#### Problem to work on
Give the rows below as a numbered list with the blank lines dropped. Leave the pictures out of your answer.

[Boundary labeling items]
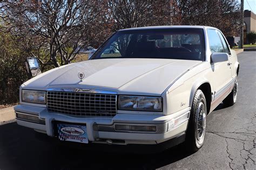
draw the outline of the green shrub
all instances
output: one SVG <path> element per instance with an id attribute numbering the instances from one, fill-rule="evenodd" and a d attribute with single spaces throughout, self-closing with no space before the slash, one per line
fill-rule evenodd
<path id="1" fill-rule="evenodd" d="M 256 33 L 254 31 L 251 31 L 247 33 L 246 37 L 250 44 L 254 44 L 256 41 Z"/>
<path id="2" fill-rule="evenodd" d="M 19 87 L 28 79 L 24 66 L 28 54 L 19 49 L 15 38 L 0 33 L 0 104 L 18 102 Z"/>

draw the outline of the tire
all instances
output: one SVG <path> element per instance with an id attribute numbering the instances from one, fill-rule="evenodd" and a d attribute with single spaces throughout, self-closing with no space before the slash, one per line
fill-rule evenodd
<path id="1" fill-rule="evenodd" d="M 193 101 L 186 133 L 185 144 L 191 152 L 198 151 L 204 144 L 206 128 L 206 100 L 203 91 L 198 89 Z"/>
<path id="2" fill-rule="evenodd" d="M 232 91 L 223 101 L 223 104 L 226 107 L 233 105 L 237 102 L 237 91 L 238 90 L 237 79 L 235 79 Z"/>

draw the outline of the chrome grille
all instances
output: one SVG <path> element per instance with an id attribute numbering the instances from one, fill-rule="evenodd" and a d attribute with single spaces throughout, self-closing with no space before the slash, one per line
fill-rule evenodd
<path id="1" fill-rule="evenodd" d="M 117 95 L 65 91 L 47 91 L 47 108 L 75 116 L 113 117 L 117 114 Z"/>

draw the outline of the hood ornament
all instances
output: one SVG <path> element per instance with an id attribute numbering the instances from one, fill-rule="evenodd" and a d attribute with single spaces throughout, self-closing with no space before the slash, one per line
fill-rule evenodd
<path id="1" fill-rule="evenodd" d="M 83 79 L 84 78 L 84 73 L 78 73 L 78 77 L 80 79 L 80 82 L 81 82 L 82 81 Z"/>

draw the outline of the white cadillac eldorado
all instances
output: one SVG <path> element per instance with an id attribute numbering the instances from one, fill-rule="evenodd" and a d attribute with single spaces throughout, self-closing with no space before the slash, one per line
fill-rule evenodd
<path id="1" fill-rule="evenodd" d="M 185 141 L 195 152 L 207 115 L 235 103 L 239 69 L 217 29 L 124 29 L 90 60 L 24 83 L 14 109 L 19 125 L 59 140 L 165 148 Z"/>

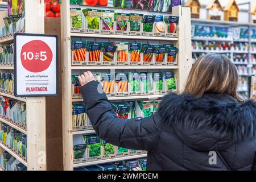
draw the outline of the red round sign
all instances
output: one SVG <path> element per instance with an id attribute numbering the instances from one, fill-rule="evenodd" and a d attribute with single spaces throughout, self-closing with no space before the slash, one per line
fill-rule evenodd
<path id="1" fill-rule="evenodd" d="M 26 69 L 38 73 L 49 68 L 52 60 L 52 52 L 44 42 L 32 40 L 22 46 L 20 59 Z"/>

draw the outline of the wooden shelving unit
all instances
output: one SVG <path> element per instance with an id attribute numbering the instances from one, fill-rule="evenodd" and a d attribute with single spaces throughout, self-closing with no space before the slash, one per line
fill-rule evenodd
<path id="1" fill-rule="evenodd" d="M 72 98 L 72 83 L 71 76 L 73 73 L 80 72 L 82 73 L 88 70 L 98 71 L 100 72 L 103 69 L 129 69 L 136 70 L 139 72 L 141 70 L 172 70 L 175 72 L 177 80 L 177 92 L 183 90 L 186 78 L 192 67 L 191 57 L 191 27 L 190 19 L 190 9 L 177 6 L 173 8 L 172 15 L 179 16 L 179 23 L 178 26 L 178 38 L 156 37 L 145 36 L 128 36 L 117 35 L 104 35 L 93 34 L 73 33 L 71 32 L 71 22 L 69 9 L 71 6 L 69 1 L 63 1 L 61 6 L 61 45 L 63 57 L 63 163 L 64 170 L 72 171 L 74 168 L 87 166 L 90 165 L 102 164 L 108 162 L 113 162 L 122 160 L 136 159 L 146 157 L 146 154 L 131 155 L 123 158 L 118 158 L 108 160 L 101 160 L 93 162 L 88 162 L 83 163 L 73 163 L 73 136 L 77 134 L 95 134 L 93 130 L 81 131 L 73 131 L 72 123 L 72 103 L 75 102 L 82 102 L 82 99 Z M 81 6 L 86 8 L 86 7 Z M 100 7 L 95 7 L 101 9 Z M 138 11 L 139 12 L 139 11 Z M 143 13 L 143 12 L 141 12 Z M 152 14 L 154 14 L 152 12 Z M 171 43 L 179 48 L 177 55 L 177 65 L 162 65 L 162 66 L 72 66 L 71 64 L 71 43 L 72 38 L 101 38 L 115 39 L 117 40 L 122 39 L 142 40 L 148 41 L 164 41 Z M 163 95 L 147 95 L 147 96 L 130 96 L 123 97 L 109 97 L 109 100 L 154 100 L 162 97 Z"/>
<path id="2" fill-rule="evenodd" d="M 26 33 L 58 34 L 60 36 L 60 19 L 49 19 L 44 17 L 43 1 L 26 0 L 24 2 Z M 60 34 L 58 34 L 58 31 Z M 8 45 L 13 43 L 13 36 L 6 37 L 6 39 L 0 40 L 0 45 Z M 59 59 L 60 60 L 60 56 Z M 60 66 L 60 62 L 59 65 Z M 2 72 L 13 72 L 13 66 L 0 66 Z M 60 87 L 61 86 L 60 80 L 61 79 L 59 80 Z M 0 124 L 8 125 L 27 135 L 27 158 L 25 160 L 3 143 L 0 143 L 0 152 L 7 151 L 25 165 L 28 171 L 61 170 L 62 154 L 60 154 L 60 150 L 58 150 L 62 149 L 62 146 L 60 144 L 61 142 L 62 122 L 61 100 L 60 99 L 61 97 L 61 94 L 59 93 L 57 96 L 59 98 L 19 98 L 1 92 L 0 96 L 26 104 L 26 128 L 22 128 L 3 117 L 0 118 Z M 55 115 L 54 121 L 52 121 L 52 117 L 53 114 Z M 60 135 L 60 136 L 57 136 L 57 135 Z M 59 147 L 58 148 L 56 146 Z M 50 154 L 47 155 L 47 153 Z"/>

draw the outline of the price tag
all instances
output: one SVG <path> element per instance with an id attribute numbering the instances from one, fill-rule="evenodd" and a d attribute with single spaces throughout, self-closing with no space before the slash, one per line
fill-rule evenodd
<path id="1" fill-rule="evenodd" d="M 56 35 L 14 35 L 14 93 L 16 97 L 57 95 L 57 47 Z"/>

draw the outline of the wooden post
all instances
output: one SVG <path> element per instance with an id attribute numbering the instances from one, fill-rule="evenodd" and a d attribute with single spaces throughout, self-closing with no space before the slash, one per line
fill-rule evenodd
<path id="1" fill-rule="evenodd" d="M 179 20 L 179 40 L 175 46 L 179 49 L 179 70 L 177 71 L 179 93 L 184 90 L 187 78 L 192 68 L 191 20 L 190 8 L 180 6 L 172 9 L 173 14 L 180 16 Z"/>
<path id="2" fill-rule="evenodd" d="M 44 3 L 25 1 L 26 33 L 44 34 Z M 46 170 L 46 98 L 27 98 L 27 169 Z"/>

#### Solution below
1. draw the outline of the green shrub
2. all instances
3. output: one SVG <path> element per instance with an id attribute numbering the instances from one, fill-rule="evenodd" and a d attribute with single spaces throughout, self-closing with no space before the slash, one per line
4. fill-rule evenodd
5. <path id="1" fill-rule="evenodd" d="M 256 33 L 254 31 L 251 31 L 247 33 L 246 37 L 250 44 L 254 44 L 256 41 Z"/>
6. <path id="2" fill-rule="evenodd" d="M 19 87 L 28 79 L 24 66 L 28 54 L 19 49 L 15 38 L 0 33 L 0 104 L 18 102 Z"/>
7. draw the outline of the tire
8. all instances
9. output: one SVG <path> element per instance with an id attribute numbering the instances from one, fill-rule="evenodd" and a d attribute with single spaces throughout, self-closing with no space before the slash, one per line
10. fill-rule evenodd
11. <path id="1" fill-rule="evenodd" d="M 193 101 L 186 133 L 185 144 L 191 152 L 198 151 L 204 144 L 206 128 L 206 100 L 203 91 L 198 89 Z"/>
12. <path id="2" fill-rule="evenodd" d="M 232 91 L 223 101 L 223 104 L 226 107 L 233 105 L 237 102 L 237 91 L 238 90 L 237 79 L 235 79 Z"/>
13. draw the outline of the chrome grille
14. all instances
15. output: one SVG <path> element per instance with an id attribute numbering the instances from one, fill-rule="evenodd" and a d attribute with single spaces throughout, self-closing with no space before the slash, one per line
16. fill-rule evenodd
17. <path id="1" fill-rule="evenodd" d="M 117 95 L 65 91 L 47 91 L 47 108 L 75 116 L 113 117 L 117 114 Z"/>
18. draw the outline of the hood ornament
19. all instances
20. output: one SVG <path> element per instance with an id attribute numbering the instances from one, fill-rule="evenodd" and a d attribute with single spaces throughout, self-closing with no space before the slash, one per line
21. fill-rule evenodd
22. <path id="1" fill-rule="evenodd" d="M 83 79 L 84 78 L 84 73 L 78 73 L 78 77 L 80 79 L 80 82 L 81 82 L 82 81 Z"/>
23. draw the outline of the white cadillac eldorado
24. all instances
25. output: one SVG <path> element per instance with an id attribute numbering the instances from one, fill-rule="evenodd" and a d attribute with single spaces throughout, self-closing with no space before the slash, one per line
26. fill-rule evenodd
27. <path id="1" fill-rule="evenodd" d="M 185 141 L 195 152 L 207 115 L 235 103 L 239 69 L 217 29 L 124 29 L 90 60 L 24 83 L 14 109 L 19 125 L 59 140 L 165 148 Z"/>
28. draw the outline of the red round sign
29. all instances
30. output: one SVG <path> element per instance with an id attribute numbering the instances from one, fill-rule="evenodd" and a d attribute with single spaces throughout, self-closing with no space before the slash, one per line
31. fill-rule evenodd
32. <path id="1" fill-rule="evenodd" d="M 26 69 L 38 73 L 49 68 L 52 60 L 52 52 L 44 42 L 32 40 L 22 46 L 20 59 Z"/>
33. draw the outline of the wooden shelving unit
34. all instances
35. output: one SVG <path> element per instance with an id attribute numbering the instances from one, fill-rule="evenodd" and a d attribute with single spaces throughout, self-closing with no space before the slash, one per line
36. fill-rule evenodd
37. <path id="1" fill-rule="evenodd" d="M 72 98 L 72 83 L 71 76 L 73 73 L 80 72 L 82 73 L 88 70 L 98 71 L 100 72 L 103 69 L 129 69 L 136 70 L 139 72 L 141 70 L 172 70 L 175 72 L 177 80 L 177 92 L 183 90 L 186 78 L 192 67 L 191 57 L 191 27 L 190 19 L 190 9 L 177 6 L 173 8 L 172 15 L 179 16 L 179 23 L 178 26 L 178 38 L 156 37 L 145 36 L 128 36 L 117 35 L 104 35 L 93 34 L 73 33 L 71 32 L 71 22 L 69 9 L 71 6 L 69 1 L 63 1 L 61 6 L 61 45 L 63 57 L 63 163 L 64 170 L 72 171 L 74 168 L 87 166 L 90 165 L 102 164 L 108 162 L 113 162 L 122 160 L 136 159 L 146 157 L 146 154 L 131 155 L 123 158 L 118 158 L 108 160 L 101 160 L 93 162 L 88 162 L 83 163 L 73 163 L 73 136 L 77 134 L 95 134 L 93 130 L 81 131 L 73 131 L 72 123 L 72 103 L 75 102 L 82 102 L 82 99 Z M 81 6 L 86 8 L 86 7 Z M 100 7 L 95 7 L 101 9 Z M 138 11 L 139 12 L 139 11 Z M 143 13 L 143 12 L 141 12 Z M 152 14 L 154 14 L 152 12 Z M 171 43 L 179 48 L 177 55 L 177 65 L 162 65 L 162 66 L 72 66 L 71 64 L 71 43 L 72 38 L 101 38 L 115 39 L 117 40 L 122 39 L 142 40 L 148 41 L 164 41 Z M 163 95 L 147 95 L 147 96 L 130 96 L 123 97 L 109 97 L 109 100 L 154 100 L 162 97 Z"/>
38. <path id="2" fill-rule="evenodd" d="M 26 33 L 58 34 L 60 36 L 60 19 L 49 19 L 44 17 L 43 1 L 26 0 L 24 2 Z M 60 34 L 58 34 L 58 31 Z M 8 45 L 13 43 L 13 36 L 6 37 L 6 39 L 0 40 L 0 45 Z M 59 59 L 60 60 L 60 56 Z M 60 66 L 60 62 L 59 65 Z M 2 72 L 13 72 L 13 66 L 0 66 Z M 60 87 L 61 86 L 60 80 L 61 79 L 59 80 Z M 0 124 L 8 125 L 27 135 L 27 158 L 25 160 L 3 143 L 0 143 L 0 152 L 7 151 L 25 165 L 28 171 L 61 170 L 62 154 L 60 154 L 60 150 L 58 150 L 62 149 L 62 146 L 60 144 L 61 142 L 62 122 L 61 100 L 60 99 L 61 97 L 61 94 L 59 93 L 57 96 L 59 98 L 19 98 L 1 92 L 0 96 L 26 104 L 26 128 L 22 128 L 3 117 L 0 118 Z M 55 115 L 54 121 L 52 121 L 52 117 L 53 114 Z M 60 135 L 60 136 L 57 136 L 57 135 Z M 59 147 L 58 148 L 56 146 Z M 50 154 L 47 155 L 47 153 Z"/>
39. draw the outline of the price tag
40. all instances
41. output: one SVG <path> element per instance with an id attribute numbering the instances from one, fill-rule="evenodd" and a d attribute with single spaces throughout, self-closing with no space before the slash, one per line
42. fill-rule evenodd
43. <path id="1" fill-rule="evenodd" d="M 56 35 L 14 35 L 14 93 L 16 97 L 57 95 L 57 47 Z"/>
44. draw the outline of the wooden post
45. all instances
46. output: one SVG <path> element per instance with an id attribute numbering the instances from one, fill-rule="evenodd" and a d attribute with single spaces throughout, self-closing with no space before the slash, one per line
47. fill-rule evenodd
48. <path id="1" fill-rule="evenodd" d="M 179 20 L 179 40 L 175 46 L 179 49 L 179 70 L 177 71 L 179 93 L 184 90 L 187 78 L 192 68 L 191 20 L 190 8 L 180 6 L 172 9 L 173 14 L 180 16 Z"/>
49. <path id="2" fill-rule="evenodd" d="M 44 3 L 25 1 L 26 33 L 44 34 Z M 46 170 L 46 98 L 27 98 L 27 169 Z"/>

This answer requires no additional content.